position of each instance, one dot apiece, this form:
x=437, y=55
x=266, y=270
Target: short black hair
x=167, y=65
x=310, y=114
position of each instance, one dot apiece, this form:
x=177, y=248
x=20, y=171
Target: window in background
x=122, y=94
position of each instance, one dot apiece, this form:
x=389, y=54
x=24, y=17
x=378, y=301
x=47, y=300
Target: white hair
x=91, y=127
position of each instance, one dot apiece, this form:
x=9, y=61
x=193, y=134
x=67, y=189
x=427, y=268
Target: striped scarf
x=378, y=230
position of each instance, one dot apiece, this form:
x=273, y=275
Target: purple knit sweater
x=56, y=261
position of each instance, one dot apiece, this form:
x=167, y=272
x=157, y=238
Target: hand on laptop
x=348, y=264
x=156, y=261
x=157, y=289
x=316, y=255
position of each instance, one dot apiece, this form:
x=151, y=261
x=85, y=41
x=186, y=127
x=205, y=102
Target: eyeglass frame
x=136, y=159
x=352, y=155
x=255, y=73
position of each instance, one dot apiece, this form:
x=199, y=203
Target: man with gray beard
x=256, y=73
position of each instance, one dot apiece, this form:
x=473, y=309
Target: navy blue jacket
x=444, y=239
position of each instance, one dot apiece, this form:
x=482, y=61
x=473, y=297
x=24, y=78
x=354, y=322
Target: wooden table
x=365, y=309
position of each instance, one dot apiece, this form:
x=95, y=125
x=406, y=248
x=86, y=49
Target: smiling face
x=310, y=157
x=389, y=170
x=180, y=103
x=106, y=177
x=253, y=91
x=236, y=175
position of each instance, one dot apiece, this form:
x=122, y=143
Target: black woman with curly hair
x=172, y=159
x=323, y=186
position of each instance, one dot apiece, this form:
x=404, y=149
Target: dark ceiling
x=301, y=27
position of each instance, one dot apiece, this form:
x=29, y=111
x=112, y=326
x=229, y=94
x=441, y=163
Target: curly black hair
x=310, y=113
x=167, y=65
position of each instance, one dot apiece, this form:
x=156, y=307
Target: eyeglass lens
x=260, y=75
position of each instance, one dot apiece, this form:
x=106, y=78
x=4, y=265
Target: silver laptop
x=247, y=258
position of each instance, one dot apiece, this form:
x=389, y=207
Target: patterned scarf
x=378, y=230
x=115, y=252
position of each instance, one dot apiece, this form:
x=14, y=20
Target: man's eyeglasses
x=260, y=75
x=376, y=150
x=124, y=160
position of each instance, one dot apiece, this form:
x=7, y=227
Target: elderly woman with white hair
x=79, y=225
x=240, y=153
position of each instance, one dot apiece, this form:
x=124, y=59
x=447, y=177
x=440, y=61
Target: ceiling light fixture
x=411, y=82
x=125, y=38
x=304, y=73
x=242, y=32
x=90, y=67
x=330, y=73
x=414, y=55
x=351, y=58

--

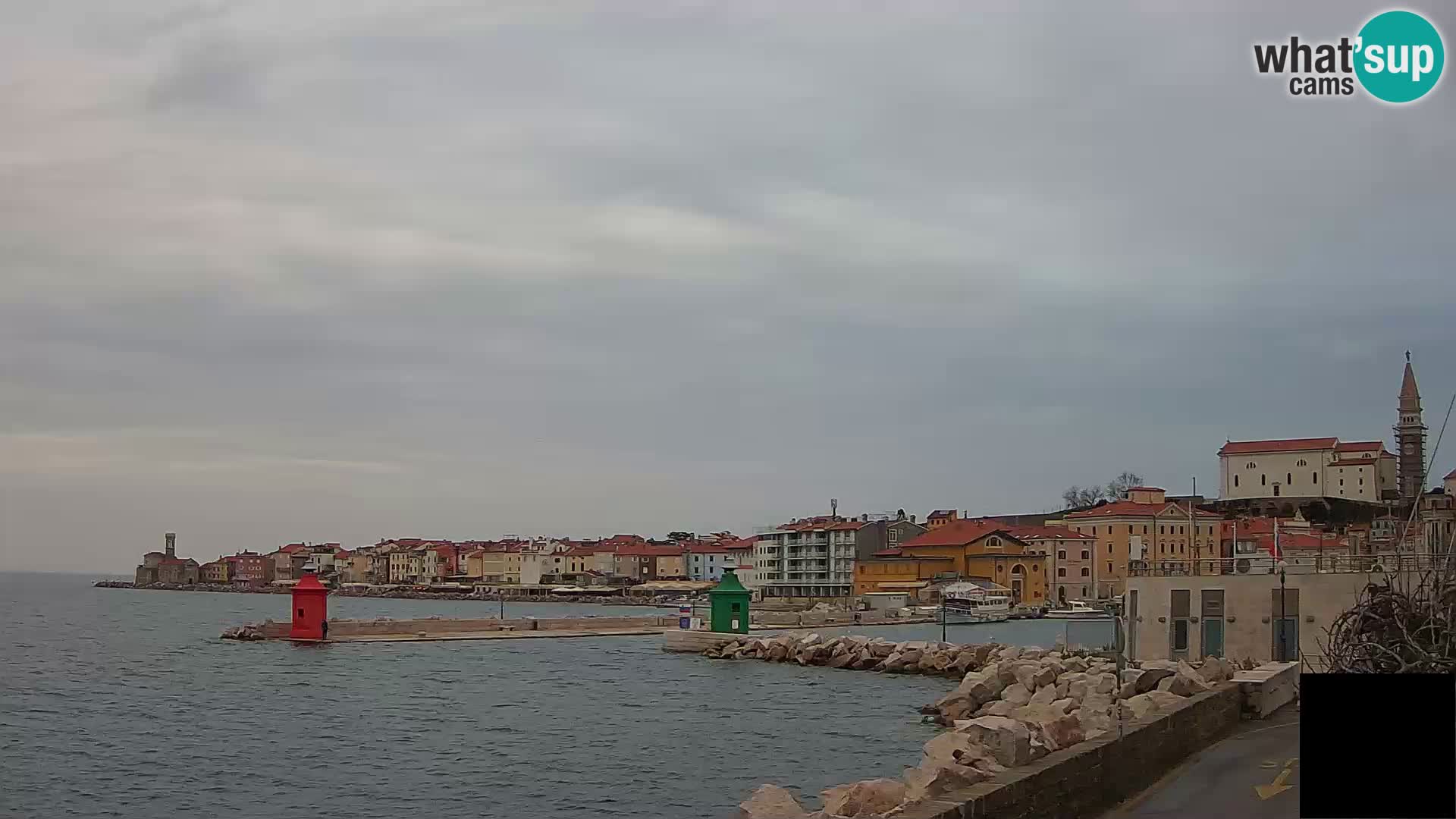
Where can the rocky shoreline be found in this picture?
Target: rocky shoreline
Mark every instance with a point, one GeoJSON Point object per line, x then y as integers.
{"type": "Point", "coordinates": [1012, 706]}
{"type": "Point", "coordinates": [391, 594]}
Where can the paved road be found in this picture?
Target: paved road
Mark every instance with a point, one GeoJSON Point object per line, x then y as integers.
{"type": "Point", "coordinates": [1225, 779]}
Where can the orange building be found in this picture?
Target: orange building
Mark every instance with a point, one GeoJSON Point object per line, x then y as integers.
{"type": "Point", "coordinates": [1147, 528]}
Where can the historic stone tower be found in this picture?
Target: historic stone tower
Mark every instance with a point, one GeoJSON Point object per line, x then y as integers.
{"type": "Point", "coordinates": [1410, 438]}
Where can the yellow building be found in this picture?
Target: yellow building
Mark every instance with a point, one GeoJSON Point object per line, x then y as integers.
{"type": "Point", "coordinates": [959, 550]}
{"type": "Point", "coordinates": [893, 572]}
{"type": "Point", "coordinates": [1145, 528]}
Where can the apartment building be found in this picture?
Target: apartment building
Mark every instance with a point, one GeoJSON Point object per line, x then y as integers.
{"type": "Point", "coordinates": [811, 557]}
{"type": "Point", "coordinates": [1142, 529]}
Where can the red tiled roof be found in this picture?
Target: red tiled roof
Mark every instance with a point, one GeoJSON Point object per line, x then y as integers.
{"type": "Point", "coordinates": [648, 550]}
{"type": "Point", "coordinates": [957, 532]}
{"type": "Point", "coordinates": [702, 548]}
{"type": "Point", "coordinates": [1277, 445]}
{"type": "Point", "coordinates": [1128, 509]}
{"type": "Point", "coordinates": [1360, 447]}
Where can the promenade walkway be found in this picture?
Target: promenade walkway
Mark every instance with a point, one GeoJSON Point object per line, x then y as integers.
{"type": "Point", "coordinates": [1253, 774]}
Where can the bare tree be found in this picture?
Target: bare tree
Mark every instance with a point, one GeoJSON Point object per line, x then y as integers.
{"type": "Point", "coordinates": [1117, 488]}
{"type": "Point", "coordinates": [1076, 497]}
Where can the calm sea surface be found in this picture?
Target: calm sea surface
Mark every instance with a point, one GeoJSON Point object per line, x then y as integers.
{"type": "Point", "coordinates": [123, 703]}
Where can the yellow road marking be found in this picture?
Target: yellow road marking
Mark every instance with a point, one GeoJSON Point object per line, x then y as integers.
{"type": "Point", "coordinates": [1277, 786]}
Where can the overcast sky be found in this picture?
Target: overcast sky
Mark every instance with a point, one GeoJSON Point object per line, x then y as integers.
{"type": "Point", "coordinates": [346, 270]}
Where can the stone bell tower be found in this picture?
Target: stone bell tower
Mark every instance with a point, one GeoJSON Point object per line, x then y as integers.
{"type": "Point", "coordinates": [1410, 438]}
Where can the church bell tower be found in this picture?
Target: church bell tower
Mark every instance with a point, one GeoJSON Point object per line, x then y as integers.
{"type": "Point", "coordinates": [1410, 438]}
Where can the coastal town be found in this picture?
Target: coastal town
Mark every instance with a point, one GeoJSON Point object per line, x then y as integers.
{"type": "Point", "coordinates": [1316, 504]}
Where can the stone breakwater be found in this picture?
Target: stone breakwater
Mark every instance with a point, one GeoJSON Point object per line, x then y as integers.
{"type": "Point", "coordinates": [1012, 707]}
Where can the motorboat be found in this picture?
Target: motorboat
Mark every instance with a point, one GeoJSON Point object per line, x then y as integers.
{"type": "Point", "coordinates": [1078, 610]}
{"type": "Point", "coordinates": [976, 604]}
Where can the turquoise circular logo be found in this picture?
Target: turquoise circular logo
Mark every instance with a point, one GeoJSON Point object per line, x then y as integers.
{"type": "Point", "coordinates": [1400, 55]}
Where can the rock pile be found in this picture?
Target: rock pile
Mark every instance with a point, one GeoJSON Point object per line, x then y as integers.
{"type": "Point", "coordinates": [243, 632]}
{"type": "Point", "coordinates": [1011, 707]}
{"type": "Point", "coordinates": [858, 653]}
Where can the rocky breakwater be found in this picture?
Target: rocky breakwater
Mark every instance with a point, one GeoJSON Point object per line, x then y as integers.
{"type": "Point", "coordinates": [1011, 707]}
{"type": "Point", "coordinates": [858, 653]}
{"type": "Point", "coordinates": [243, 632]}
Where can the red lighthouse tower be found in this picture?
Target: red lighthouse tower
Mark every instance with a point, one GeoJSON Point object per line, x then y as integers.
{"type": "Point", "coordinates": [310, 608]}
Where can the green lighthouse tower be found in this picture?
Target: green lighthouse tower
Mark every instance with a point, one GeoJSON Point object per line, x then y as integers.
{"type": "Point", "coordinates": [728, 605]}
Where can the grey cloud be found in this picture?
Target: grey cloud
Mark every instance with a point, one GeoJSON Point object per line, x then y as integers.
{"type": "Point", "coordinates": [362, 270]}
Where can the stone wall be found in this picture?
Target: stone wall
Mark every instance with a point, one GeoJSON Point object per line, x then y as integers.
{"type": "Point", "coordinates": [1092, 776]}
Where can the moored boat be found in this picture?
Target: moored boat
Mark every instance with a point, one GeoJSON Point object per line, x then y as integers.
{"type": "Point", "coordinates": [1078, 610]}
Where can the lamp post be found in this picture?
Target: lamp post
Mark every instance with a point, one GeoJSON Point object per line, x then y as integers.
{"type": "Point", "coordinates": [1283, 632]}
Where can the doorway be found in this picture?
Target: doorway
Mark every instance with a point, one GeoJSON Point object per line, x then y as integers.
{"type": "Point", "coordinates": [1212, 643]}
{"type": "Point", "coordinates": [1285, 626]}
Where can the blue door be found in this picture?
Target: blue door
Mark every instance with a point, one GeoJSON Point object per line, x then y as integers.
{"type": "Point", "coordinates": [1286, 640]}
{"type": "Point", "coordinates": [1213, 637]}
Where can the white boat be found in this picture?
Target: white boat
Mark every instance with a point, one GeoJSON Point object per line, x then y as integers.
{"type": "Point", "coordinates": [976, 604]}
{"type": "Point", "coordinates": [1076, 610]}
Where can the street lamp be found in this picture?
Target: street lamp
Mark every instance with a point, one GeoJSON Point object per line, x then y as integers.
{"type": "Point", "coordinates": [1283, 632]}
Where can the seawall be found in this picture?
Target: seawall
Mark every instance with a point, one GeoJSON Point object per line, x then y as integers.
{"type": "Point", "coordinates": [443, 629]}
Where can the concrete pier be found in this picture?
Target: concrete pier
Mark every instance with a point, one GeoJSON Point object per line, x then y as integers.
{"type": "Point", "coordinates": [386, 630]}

**BRIEF:**
From the records above, reproduce exactly the lines from the one with "Where can the rock pile" to the one with "Target: green lighthouse tower", both included, and no others.

**RESPONSE AREA:**
Where can the rock pile be found in this picture?
Target: rock pile
Mark every instance with a point, one GeoJSON Point object per line, x then y as integers.
{"type": "Point", "coordinates": [243, 632]}
{"type": "Point", "coordinates": [1011, 707]}
{"type": "Point", "coordinates": [858, 653]}
Where can the rocky breakwater be found in this picture?
Target: rocky breakwater
Mark every instance with a point, one GeoJSON Point object per line, x then y as integers.
{"type": "Point", "coordinates": [1011, 707]}
{"type": "Point", "coordinates": [858, 653]}
{"type": "Point", "coordinates": [243, 632]}
Where can the red lighthouse tower be found in this picture?
Target: red lighthouse tower
Mark every instance with a point, one GeoJSON Point object per line, x then y as integers.
{"type": "Point", "coordinates": [310, 608]}
Where can the green lighthouse tower be found in this picture?
Target: green lighthouse tower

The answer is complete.